Work to complete:
Copy the listing below word for word, leaving out the pictures.

Records for this exercise:

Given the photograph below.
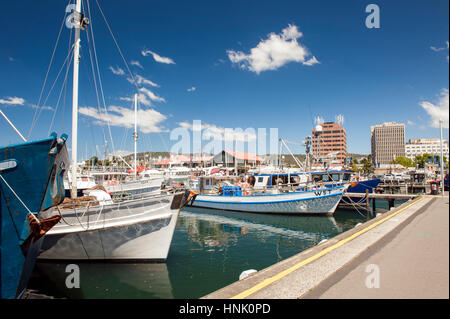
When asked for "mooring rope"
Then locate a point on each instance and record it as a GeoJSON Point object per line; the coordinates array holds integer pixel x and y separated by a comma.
{"type": "Point", "coordinates": [17, 196]}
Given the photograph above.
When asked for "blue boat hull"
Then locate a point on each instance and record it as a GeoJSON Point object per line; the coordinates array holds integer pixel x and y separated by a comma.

Reply to the task:
Given the photograph below.
When asked for "mooring rope"
Then locate a point on each instance and record it as a GeoJSON Point object per line; the coordinates array holds integer pixel x and y separated by a comma.
{"type": "Point", "coordinates": [17, 196]}
Given the photograph above.
When asked for "blue boat hull"
Then locate a point on each instance and record it as a GeoJSON Point object per line; the coordinates array holds integer pixel x and y separated by a comma.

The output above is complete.